Lines excerpted from a collection:
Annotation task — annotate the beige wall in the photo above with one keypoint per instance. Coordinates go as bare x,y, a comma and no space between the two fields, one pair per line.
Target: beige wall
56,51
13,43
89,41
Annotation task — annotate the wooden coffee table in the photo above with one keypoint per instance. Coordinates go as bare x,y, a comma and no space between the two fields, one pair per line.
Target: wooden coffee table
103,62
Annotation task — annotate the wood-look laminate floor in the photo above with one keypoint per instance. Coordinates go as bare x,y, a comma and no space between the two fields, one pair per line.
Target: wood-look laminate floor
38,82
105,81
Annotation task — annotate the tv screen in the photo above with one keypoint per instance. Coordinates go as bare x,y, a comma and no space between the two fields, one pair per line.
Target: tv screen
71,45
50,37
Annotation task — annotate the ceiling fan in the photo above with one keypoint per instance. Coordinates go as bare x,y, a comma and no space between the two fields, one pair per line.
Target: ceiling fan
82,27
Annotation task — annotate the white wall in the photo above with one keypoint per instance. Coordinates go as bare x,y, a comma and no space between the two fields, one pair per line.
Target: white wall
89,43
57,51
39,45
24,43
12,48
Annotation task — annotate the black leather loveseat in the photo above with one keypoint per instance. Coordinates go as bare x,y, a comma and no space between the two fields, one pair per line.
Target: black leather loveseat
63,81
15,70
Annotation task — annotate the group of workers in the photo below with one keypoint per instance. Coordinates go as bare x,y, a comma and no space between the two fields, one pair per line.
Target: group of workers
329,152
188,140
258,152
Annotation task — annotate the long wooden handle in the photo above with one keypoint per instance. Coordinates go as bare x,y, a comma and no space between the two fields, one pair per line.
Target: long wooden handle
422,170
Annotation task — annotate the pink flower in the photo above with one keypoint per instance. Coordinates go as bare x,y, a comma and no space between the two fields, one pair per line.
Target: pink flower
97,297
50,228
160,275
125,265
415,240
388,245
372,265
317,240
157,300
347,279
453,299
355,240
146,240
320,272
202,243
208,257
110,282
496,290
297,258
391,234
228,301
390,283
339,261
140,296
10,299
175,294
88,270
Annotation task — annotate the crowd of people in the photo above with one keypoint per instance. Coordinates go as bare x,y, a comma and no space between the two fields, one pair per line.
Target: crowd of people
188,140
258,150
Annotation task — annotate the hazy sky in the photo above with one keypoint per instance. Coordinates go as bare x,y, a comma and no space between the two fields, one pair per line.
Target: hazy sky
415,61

--

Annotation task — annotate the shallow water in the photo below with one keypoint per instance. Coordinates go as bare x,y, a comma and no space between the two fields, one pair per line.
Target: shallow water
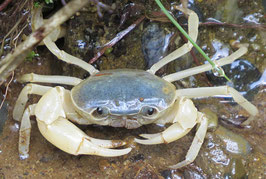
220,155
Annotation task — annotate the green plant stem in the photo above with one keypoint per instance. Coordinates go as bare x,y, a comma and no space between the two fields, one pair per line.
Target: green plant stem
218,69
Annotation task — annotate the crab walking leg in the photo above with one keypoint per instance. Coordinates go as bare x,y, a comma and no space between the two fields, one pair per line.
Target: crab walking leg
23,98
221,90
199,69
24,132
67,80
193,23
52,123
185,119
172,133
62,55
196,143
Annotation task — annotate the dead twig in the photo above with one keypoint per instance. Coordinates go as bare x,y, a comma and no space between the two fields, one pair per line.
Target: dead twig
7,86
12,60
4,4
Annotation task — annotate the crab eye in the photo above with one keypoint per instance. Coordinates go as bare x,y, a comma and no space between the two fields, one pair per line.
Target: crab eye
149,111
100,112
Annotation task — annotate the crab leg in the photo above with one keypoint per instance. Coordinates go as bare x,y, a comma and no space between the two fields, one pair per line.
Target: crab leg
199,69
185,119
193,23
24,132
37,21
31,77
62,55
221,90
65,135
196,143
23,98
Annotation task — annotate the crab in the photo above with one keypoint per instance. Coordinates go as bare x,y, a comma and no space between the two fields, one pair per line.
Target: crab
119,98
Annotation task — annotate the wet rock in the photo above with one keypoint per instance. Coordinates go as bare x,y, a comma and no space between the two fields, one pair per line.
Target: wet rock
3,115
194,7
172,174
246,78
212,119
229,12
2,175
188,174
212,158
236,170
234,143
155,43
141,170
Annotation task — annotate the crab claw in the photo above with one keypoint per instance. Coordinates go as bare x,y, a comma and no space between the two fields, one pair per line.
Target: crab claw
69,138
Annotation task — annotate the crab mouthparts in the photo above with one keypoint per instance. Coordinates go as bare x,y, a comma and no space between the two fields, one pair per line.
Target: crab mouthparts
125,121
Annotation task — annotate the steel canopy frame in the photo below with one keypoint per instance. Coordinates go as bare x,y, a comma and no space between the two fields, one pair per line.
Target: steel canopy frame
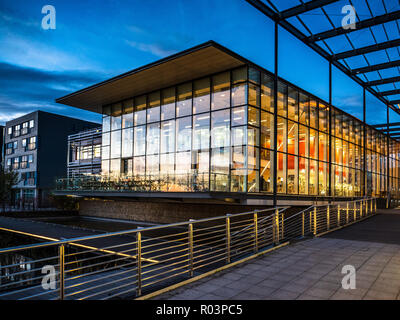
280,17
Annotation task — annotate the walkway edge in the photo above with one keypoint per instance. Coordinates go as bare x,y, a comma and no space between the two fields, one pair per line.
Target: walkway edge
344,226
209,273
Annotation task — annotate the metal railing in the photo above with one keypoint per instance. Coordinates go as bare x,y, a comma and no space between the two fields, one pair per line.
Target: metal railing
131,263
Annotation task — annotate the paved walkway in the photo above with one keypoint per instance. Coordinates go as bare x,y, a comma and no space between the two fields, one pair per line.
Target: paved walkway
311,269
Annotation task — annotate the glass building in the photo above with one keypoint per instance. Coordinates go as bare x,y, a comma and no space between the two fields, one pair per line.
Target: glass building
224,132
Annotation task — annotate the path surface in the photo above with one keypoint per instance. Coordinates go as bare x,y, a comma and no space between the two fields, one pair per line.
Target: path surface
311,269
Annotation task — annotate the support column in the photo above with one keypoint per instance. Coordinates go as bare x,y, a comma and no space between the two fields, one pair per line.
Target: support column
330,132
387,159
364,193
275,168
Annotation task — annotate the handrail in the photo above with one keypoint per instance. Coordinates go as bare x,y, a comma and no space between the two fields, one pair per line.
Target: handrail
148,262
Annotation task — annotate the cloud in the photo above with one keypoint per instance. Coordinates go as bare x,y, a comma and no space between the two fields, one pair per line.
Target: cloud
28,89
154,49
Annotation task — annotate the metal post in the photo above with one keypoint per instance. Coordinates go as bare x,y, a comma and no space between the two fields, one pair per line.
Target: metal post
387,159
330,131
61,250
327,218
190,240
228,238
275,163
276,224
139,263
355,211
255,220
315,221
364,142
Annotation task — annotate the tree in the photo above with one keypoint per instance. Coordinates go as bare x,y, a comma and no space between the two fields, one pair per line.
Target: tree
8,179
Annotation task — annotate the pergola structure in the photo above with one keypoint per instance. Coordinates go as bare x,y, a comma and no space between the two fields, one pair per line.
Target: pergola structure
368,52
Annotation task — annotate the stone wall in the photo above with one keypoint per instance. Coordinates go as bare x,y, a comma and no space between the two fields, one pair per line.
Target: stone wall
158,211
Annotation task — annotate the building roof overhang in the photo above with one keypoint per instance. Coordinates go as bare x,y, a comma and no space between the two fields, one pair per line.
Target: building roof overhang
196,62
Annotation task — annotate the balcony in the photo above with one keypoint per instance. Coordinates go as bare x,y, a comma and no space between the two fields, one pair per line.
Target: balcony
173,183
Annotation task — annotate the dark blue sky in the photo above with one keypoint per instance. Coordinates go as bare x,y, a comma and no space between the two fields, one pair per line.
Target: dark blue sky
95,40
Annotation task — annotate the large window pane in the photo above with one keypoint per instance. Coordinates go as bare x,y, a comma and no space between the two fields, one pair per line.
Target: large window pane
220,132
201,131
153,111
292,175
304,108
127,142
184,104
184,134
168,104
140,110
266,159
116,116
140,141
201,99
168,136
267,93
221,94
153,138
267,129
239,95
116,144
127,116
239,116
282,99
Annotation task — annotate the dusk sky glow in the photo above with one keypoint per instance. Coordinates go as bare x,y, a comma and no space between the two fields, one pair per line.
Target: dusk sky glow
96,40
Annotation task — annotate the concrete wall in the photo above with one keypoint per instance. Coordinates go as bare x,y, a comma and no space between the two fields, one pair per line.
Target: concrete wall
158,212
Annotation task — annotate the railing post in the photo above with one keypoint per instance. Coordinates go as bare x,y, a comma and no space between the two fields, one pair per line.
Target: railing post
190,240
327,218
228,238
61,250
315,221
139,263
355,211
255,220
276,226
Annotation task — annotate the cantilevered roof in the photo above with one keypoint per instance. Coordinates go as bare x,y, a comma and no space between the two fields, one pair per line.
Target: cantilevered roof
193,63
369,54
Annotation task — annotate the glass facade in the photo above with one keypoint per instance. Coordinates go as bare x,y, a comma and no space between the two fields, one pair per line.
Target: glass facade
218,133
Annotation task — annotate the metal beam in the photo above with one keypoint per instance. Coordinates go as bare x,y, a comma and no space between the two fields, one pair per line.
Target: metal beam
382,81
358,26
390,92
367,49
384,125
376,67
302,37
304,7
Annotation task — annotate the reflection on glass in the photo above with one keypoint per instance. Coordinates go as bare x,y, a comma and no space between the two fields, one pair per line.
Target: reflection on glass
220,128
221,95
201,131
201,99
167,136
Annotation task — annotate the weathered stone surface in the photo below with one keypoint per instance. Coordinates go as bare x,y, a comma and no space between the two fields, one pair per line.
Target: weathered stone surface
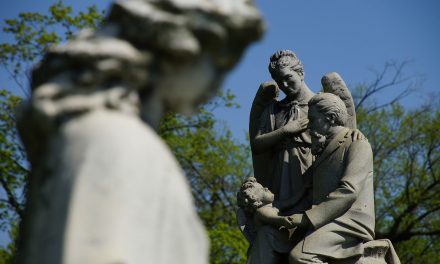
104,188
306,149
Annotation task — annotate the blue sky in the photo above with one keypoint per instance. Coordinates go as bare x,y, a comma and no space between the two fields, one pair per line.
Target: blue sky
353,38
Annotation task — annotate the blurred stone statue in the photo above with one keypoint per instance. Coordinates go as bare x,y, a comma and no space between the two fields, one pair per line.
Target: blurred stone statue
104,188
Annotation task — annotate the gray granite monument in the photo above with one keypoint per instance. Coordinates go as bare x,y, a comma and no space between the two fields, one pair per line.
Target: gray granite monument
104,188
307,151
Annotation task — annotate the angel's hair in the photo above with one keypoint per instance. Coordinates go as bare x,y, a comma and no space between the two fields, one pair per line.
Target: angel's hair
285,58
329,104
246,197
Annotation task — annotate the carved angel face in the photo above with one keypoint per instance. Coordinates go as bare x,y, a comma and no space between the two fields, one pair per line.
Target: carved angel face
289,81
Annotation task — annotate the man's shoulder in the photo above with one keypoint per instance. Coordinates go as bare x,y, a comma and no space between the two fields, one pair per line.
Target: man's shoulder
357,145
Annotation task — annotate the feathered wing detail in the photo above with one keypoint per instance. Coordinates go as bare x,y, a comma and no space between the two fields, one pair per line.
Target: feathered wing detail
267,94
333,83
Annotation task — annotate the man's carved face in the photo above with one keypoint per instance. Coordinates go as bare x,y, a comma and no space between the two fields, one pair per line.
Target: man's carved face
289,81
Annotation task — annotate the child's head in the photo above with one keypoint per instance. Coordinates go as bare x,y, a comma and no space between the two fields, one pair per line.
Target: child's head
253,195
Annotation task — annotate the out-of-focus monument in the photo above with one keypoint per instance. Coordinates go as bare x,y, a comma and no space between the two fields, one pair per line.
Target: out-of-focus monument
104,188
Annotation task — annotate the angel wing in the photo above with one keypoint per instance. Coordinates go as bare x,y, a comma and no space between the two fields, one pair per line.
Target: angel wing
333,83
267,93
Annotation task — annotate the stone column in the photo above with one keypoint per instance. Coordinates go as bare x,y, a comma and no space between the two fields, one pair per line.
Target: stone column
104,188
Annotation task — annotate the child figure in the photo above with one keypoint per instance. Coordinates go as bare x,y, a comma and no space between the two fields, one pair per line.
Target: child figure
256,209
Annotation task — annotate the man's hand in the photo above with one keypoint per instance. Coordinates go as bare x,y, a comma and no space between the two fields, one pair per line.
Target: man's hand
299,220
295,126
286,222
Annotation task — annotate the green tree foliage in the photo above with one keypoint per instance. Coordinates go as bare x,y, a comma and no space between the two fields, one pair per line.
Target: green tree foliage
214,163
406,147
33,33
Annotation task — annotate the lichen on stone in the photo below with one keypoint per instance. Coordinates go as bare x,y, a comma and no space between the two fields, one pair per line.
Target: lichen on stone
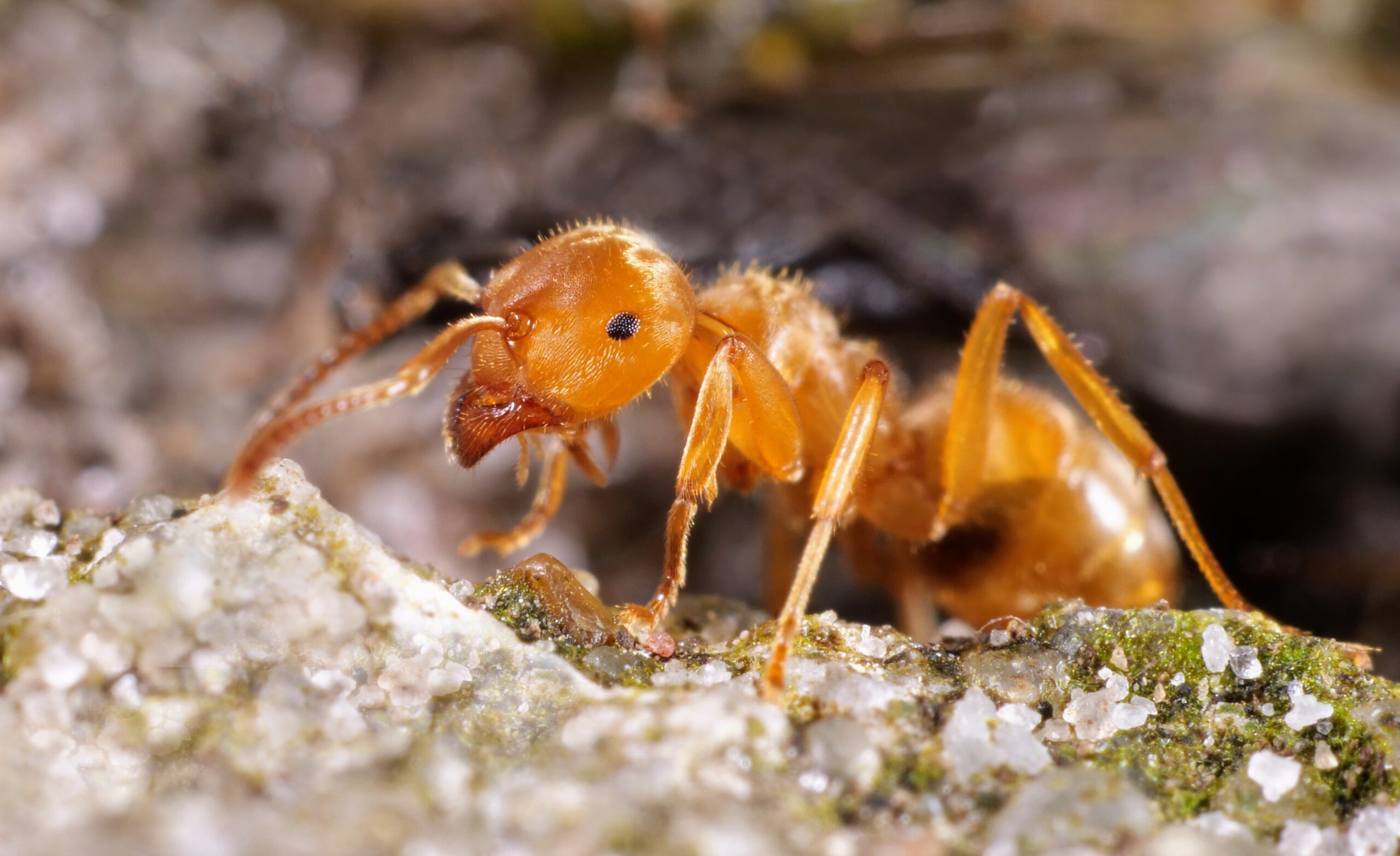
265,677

==

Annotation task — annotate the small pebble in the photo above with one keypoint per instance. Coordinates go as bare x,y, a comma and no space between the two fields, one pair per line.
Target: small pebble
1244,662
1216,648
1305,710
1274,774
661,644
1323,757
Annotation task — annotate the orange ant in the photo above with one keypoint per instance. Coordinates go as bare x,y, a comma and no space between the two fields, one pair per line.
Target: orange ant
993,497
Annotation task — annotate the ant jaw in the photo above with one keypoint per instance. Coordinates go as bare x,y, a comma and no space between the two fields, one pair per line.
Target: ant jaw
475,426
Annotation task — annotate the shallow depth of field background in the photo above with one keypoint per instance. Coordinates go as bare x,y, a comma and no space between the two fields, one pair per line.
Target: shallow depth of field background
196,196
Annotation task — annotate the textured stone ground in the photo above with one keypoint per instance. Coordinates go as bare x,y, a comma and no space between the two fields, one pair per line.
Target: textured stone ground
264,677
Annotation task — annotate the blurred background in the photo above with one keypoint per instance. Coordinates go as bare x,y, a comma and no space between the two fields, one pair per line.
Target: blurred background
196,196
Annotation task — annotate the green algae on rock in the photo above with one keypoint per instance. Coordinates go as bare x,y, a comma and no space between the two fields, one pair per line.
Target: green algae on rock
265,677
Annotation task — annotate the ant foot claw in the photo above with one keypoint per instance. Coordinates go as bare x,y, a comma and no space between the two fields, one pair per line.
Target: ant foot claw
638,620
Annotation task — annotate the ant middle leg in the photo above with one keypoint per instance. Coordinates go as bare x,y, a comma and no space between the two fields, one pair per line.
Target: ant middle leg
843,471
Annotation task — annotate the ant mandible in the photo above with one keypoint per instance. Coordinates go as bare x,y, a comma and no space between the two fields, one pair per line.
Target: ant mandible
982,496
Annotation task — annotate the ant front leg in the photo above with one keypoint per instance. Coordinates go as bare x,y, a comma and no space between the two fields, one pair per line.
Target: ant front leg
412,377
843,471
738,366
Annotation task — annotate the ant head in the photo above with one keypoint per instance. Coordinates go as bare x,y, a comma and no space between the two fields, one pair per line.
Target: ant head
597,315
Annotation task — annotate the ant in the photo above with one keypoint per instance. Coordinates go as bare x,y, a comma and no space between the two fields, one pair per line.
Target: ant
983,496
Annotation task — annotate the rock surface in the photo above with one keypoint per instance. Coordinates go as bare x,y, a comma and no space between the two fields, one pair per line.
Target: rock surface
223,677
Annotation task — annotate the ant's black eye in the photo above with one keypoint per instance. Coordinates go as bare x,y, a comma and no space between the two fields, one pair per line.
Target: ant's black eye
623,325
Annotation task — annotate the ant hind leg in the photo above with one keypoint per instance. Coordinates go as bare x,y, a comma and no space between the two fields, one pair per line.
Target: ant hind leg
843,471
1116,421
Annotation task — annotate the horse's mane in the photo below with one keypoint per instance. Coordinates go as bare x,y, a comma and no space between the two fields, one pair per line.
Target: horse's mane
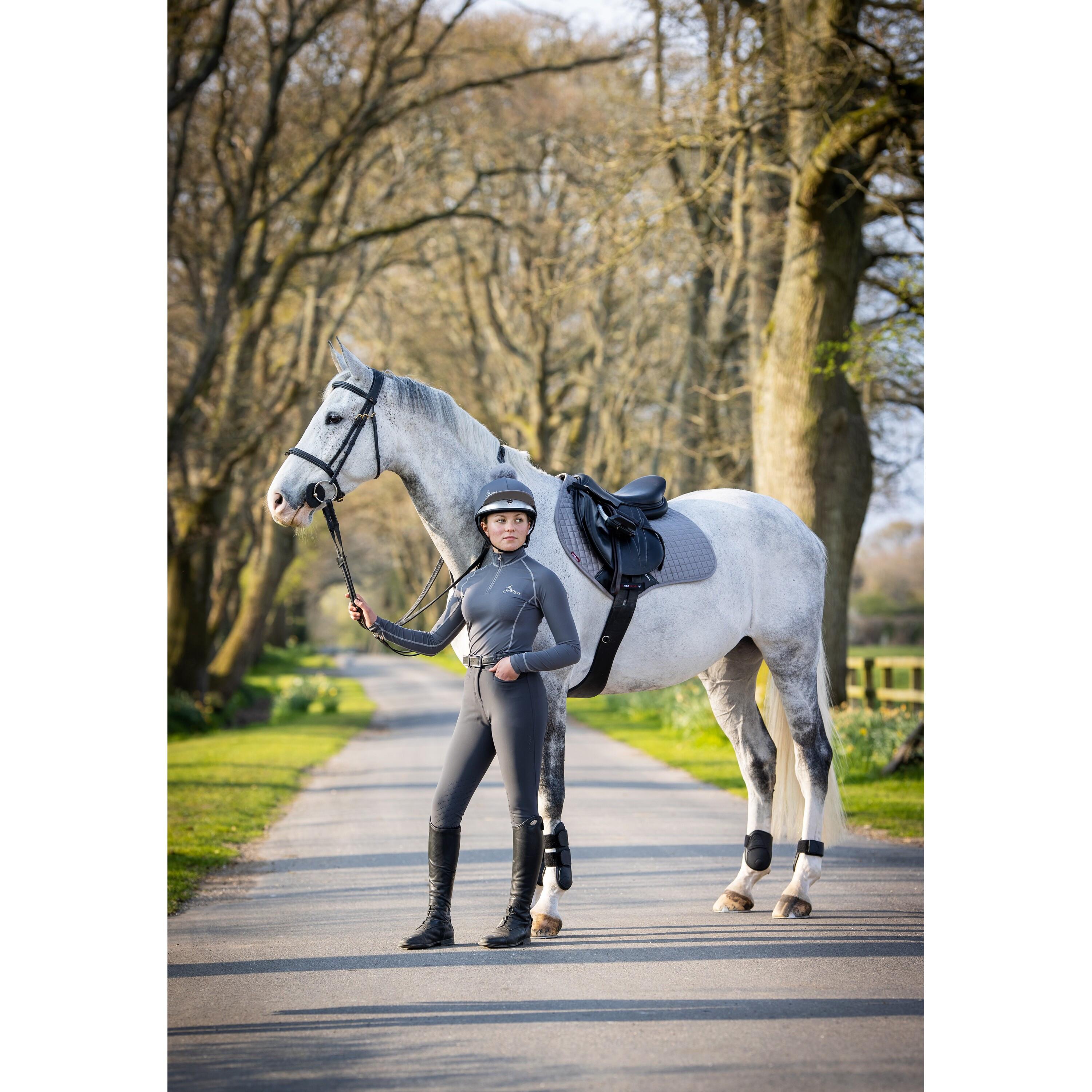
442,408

WHAT YOU NEED TO DO.
Pull out every line above that contains the string "water", copying each one. Case counts.

THE ANSWER.
Annotation task — annotate the shallow water in the photo below with one keypoint per instance. Coordinates go as bare x,y, a comma and no space between the two fields, one pair per line.
Target: shallow water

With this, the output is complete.